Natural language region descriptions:
========================

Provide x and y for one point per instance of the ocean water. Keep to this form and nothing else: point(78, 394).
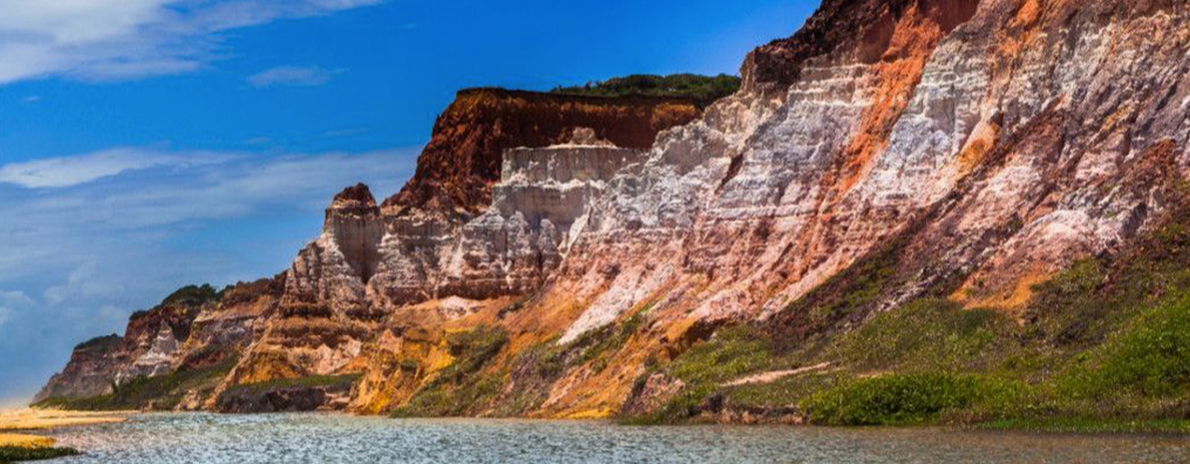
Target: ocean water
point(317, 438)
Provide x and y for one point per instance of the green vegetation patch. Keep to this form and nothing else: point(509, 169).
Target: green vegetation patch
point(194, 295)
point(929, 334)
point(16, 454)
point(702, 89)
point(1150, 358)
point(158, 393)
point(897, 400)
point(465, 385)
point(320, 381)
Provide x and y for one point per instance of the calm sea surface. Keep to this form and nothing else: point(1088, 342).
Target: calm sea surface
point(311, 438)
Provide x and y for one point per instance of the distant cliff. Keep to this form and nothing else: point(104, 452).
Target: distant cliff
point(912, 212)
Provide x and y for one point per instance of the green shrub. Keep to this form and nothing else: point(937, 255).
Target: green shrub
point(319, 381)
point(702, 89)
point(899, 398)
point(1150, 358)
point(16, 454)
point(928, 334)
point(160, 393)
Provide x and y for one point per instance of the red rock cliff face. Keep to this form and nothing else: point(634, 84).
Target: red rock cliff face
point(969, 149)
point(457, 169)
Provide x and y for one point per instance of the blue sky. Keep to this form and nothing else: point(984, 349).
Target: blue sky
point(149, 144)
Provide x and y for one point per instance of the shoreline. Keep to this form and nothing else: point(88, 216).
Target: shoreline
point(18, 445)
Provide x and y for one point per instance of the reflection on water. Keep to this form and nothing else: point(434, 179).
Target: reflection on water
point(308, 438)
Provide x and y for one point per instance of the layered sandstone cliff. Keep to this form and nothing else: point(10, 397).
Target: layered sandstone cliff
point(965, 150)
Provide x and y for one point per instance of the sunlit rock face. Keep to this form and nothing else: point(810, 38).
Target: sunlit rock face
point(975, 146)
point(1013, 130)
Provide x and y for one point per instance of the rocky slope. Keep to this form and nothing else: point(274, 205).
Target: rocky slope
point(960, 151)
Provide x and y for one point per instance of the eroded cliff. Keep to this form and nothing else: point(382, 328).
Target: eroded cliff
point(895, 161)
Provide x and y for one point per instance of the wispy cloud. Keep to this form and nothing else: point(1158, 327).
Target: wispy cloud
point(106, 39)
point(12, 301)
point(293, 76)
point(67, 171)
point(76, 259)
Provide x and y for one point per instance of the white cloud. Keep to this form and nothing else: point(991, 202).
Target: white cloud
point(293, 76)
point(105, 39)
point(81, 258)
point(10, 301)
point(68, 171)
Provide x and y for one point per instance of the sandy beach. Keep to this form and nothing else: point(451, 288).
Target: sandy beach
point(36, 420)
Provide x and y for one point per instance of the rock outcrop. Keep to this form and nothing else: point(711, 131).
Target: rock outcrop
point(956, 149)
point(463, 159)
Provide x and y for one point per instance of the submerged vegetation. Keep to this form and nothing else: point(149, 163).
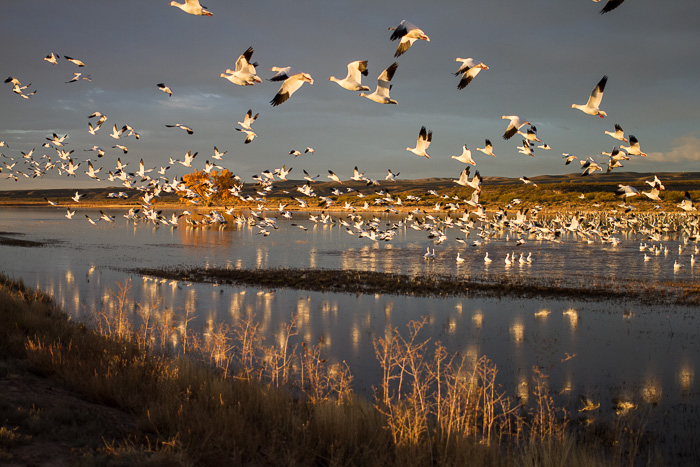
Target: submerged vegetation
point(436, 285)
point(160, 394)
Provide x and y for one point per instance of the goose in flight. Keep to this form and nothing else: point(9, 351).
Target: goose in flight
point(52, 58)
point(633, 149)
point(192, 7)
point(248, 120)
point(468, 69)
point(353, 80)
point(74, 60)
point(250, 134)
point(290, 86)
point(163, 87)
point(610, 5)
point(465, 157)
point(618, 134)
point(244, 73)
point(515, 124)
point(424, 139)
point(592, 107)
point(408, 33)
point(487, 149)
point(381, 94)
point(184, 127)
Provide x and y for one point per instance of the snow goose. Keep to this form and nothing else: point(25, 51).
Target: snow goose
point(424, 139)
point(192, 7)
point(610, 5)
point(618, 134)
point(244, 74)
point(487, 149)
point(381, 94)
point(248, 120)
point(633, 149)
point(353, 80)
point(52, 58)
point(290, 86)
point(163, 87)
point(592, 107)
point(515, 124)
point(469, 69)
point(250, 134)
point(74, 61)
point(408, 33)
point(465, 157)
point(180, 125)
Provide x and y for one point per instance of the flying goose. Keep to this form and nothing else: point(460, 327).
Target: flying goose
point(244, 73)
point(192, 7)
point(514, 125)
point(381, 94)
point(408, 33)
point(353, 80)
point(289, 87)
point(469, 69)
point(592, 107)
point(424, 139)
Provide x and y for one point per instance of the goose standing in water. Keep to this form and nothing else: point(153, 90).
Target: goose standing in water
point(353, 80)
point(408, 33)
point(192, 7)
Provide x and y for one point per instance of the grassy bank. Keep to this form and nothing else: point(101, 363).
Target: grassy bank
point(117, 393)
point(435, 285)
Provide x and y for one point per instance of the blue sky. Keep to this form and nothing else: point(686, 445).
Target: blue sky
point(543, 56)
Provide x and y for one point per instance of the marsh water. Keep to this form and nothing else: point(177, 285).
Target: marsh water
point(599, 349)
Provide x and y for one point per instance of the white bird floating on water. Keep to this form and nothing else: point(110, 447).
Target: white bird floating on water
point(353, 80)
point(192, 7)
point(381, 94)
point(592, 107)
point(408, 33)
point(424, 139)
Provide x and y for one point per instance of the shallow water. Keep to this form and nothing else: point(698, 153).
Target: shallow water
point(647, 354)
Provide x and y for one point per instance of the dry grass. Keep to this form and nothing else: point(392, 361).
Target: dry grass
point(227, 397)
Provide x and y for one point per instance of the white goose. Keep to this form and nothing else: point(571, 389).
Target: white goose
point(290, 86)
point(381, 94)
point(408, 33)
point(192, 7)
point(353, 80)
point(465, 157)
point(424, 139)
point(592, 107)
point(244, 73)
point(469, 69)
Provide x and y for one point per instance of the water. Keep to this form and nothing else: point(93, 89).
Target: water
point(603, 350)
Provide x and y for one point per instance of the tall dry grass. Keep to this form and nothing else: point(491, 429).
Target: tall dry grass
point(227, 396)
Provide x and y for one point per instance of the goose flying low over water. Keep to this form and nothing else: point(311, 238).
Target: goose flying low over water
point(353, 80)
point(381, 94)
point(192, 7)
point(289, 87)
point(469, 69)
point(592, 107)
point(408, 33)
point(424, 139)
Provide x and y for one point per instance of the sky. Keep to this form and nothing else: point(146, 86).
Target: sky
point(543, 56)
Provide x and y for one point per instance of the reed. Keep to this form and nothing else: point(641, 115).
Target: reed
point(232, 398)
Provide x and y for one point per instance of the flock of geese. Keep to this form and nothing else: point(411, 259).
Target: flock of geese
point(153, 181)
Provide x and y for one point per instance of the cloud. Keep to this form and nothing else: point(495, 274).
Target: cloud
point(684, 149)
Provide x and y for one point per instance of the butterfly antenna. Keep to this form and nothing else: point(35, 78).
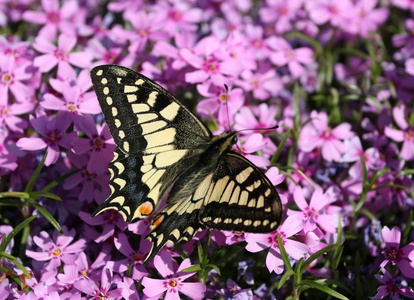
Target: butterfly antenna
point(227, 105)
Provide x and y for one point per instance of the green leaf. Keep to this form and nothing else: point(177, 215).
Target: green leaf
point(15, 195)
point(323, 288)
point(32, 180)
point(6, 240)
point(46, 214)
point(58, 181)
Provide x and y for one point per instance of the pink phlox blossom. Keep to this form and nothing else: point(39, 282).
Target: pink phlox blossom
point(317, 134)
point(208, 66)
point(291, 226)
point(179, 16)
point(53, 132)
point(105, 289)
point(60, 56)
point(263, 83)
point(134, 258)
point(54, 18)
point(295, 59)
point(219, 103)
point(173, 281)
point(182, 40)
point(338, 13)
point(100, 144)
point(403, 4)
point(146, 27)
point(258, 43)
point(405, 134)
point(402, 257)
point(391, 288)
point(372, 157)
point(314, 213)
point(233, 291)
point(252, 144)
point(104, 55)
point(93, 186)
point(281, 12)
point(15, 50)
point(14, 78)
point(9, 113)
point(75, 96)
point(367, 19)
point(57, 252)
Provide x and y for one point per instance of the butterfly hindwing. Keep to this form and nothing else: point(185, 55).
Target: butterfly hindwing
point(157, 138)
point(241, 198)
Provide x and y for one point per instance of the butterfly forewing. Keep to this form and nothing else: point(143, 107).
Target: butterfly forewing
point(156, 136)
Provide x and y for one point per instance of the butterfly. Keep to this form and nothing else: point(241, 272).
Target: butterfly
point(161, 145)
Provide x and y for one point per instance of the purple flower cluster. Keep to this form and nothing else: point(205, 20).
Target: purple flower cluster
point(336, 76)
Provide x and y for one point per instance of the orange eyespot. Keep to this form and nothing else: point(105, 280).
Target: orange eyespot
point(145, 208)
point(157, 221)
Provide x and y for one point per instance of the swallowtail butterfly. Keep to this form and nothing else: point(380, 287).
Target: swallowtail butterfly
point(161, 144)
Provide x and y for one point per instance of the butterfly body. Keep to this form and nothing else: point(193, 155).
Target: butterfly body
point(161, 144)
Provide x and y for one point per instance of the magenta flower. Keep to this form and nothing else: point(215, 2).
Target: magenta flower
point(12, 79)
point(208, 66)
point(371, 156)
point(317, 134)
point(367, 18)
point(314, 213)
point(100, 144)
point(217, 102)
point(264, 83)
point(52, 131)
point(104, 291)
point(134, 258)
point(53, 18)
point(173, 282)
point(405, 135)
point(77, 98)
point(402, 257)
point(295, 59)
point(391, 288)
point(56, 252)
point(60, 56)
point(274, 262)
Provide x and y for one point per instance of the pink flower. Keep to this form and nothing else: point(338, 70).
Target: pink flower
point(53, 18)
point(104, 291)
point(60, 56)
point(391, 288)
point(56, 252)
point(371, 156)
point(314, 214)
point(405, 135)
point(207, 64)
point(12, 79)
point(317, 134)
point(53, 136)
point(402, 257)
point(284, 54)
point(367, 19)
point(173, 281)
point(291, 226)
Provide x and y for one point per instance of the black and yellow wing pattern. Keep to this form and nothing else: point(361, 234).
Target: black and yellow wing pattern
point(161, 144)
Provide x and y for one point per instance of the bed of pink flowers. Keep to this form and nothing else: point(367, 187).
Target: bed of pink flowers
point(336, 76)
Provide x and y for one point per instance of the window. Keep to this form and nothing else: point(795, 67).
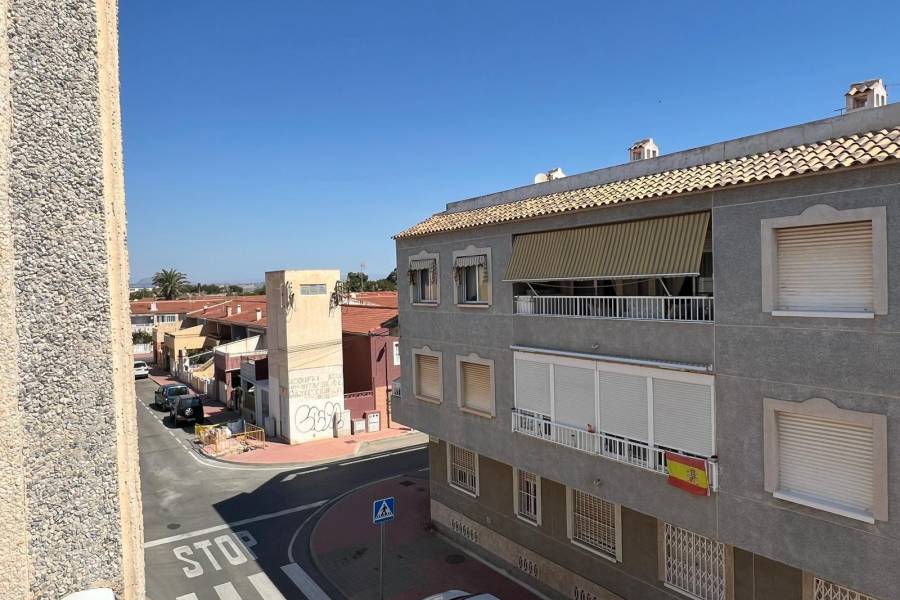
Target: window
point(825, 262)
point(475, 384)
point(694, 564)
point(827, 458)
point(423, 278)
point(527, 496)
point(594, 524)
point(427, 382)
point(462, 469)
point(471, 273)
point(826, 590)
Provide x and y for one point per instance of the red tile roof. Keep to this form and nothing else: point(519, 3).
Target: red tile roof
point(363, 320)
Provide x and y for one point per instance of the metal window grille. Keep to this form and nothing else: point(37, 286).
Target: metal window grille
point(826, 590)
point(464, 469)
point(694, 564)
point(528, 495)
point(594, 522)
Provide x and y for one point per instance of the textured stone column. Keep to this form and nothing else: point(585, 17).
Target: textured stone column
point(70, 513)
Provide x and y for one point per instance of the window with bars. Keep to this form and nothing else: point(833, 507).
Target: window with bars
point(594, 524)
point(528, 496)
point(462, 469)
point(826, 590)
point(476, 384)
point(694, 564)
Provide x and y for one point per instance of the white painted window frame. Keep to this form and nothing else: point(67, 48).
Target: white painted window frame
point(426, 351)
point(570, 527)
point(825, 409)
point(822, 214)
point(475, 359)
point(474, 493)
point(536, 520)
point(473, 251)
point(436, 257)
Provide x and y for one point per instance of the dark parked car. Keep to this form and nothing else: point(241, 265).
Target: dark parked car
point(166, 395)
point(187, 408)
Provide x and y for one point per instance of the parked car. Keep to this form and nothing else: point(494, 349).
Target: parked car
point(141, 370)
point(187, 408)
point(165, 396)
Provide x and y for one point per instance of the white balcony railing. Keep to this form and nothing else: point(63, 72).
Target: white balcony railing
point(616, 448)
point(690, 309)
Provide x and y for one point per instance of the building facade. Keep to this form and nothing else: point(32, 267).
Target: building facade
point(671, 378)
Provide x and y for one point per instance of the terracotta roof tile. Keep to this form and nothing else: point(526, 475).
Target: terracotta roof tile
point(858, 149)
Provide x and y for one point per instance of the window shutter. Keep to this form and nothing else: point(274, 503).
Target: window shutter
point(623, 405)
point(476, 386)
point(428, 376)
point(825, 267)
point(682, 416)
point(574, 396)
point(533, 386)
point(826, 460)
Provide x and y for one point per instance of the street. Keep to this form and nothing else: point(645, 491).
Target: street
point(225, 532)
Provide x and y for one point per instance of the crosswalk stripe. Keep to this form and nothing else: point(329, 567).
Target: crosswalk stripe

========================

> _The task_:
Based on the entries above, please count how many lines contain the string "crosswalk", and reply with the figure only.

> _Problem solution_:
2